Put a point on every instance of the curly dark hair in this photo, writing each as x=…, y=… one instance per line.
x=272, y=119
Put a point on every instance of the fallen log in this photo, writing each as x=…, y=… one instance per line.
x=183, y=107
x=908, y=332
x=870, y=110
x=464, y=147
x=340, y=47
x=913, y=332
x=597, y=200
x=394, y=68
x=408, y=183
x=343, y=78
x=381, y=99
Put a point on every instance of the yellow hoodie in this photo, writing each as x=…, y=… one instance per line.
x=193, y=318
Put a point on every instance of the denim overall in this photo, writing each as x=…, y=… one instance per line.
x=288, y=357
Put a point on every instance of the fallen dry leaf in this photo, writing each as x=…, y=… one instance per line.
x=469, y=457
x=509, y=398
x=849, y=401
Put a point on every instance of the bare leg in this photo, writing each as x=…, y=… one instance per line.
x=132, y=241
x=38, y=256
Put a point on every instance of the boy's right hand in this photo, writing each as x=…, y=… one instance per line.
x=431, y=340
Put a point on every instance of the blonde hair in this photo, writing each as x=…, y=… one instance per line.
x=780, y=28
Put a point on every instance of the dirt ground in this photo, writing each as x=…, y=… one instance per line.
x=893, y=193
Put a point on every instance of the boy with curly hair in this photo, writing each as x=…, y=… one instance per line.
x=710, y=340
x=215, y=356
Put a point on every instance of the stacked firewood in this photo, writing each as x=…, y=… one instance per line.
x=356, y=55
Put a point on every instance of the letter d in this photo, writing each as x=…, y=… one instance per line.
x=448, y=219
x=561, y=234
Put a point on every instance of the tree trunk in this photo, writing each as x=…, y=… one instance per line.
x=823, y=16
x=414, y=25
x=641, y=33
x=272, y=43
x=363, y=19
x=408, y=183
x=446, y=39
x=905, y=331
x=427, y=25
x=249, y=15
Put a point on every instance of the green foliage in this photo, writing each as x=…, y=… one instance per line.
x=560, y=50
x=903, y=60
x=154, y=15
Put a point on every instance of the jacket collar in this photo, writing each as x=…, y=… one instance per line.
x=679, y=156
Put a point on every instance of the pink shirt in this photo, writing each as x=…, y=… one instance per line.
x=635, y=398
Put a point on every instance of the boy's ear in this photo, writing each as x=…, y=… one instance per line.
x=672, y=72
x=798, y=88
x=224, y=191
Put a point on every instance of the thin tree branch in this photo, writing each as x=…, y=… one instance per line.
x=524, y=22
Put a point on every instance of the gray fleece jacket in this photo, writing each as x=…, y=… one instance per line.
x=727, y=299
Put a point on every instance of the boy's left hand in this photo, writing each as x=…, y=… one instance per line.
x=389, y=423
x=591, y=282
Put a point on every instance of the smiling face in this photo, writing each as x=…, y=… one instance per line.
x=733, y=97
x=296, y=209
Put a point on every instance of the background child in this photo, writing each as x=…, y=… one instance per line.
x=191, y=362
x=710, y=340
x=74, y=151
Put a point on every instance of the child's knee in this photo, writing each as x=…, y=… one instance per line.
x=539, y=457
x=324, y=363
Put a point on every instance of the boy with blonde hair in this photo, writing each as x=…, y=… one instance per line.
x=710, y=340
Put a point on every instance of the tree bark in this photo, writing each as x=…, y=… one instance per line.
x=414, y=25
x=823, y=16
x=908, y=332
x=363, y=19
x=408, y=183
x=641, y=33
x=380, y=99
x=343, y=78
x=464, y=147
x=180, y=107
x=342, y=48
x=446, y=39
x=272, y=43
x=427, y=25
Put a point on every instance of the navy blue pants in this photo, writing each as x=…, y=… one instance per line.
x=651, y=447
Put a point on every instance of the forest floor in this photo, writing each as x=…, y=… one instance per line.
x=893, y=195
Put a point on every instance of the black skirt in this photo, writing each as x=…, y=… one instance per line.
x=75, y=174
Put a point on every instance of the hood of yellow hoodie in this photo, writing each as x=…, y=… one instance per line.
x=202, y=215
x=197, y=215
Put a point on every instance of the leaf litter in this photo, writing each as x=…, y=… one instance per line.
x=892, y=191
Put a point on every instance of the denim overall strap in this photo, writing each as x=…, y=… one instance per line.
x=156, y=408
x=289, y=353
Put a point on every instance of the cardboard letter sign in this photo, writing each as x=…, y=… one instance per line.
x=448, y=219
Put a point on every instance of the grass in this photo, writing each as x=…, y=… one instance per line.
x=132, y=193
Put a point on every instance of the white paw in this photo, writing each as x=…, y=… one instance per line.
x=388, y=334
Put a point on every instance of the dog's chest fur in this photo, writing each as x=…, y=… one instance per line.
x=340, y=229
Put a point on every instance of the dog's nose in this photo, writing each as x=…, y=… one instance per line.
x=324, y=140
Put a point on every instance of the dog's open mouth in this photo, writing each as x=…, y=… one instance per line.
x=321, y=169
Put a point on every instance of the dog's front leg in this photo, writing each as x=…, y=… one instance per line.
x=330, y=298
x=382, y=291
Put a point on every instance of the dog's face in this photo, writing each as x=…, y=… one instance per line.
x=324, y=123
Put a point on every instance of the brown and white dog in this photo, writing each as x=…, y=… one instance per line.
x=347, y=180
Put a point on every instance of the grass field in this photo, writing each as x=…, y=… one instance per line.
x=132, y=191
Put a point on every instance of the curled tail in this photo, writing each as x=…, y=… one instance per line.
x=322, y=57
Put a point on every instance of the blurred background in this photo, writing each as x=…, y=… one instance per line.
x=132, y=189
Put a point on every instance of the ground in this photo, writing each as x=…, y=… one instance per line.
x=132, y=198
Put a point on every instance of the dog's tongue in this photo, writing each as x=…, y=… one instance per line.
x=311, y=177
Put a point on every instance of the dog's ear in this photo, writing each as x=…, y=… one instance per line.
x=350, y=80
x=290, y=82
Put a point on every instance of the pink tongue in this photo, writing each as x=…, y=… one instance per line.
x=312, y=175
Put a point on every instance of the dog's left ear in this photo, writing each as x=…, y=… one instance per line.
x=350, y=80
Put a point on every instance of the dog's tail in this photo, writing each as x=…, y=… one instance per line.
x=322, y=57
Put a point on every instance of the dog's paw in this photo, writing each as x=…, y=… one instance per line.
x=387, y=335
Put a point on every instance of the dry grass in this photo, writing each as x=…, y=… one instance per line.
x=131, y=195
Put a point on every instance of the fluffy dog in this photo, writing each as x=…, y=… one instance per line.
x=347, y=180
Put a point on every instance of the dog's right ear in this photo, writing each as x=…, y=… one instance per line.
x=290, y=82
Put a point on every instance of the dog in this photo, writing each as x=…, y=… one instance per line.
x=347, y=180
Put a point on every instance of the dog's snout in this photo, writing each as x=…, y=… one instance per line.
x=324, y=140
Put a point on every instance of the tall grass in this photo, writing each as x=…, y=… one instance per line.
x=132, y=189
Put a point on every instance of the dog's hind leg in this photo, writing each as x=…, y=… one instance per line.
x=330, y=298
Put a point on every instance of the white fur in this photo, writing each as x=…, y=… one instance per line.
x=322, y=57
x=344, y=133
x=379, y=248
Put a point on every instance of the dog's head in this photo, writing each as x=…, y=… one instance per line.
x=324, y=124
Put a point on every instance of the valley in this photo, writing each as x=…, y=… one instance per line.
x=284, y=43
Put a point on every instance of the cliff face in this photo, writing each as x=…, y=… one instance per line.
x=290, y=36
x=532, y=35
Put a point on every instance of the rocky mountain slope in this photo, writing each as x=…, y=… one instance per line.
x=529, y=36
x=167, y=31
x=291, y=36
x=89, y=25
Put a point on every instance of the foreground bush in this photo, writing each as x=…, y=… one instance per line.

**Short problem:** Rewrite everything from the line containing "Put a point on every instance of the dog's head" down to the line containing "x=284, y=43", keeping the requests as they are but multiplying each x and y coordinate in the answers by 2.55 and rounding to the nearest whole number, with halves rounded up.

**Exercise result:**
Put a point on every instance of the dog's head in this photo, writing each as x=…, y=… one instance per line.
x=826, y=316
Put a point on every instance of the valley in this photo, writing each as x=…, y=… one instance per line.
x=724, y=110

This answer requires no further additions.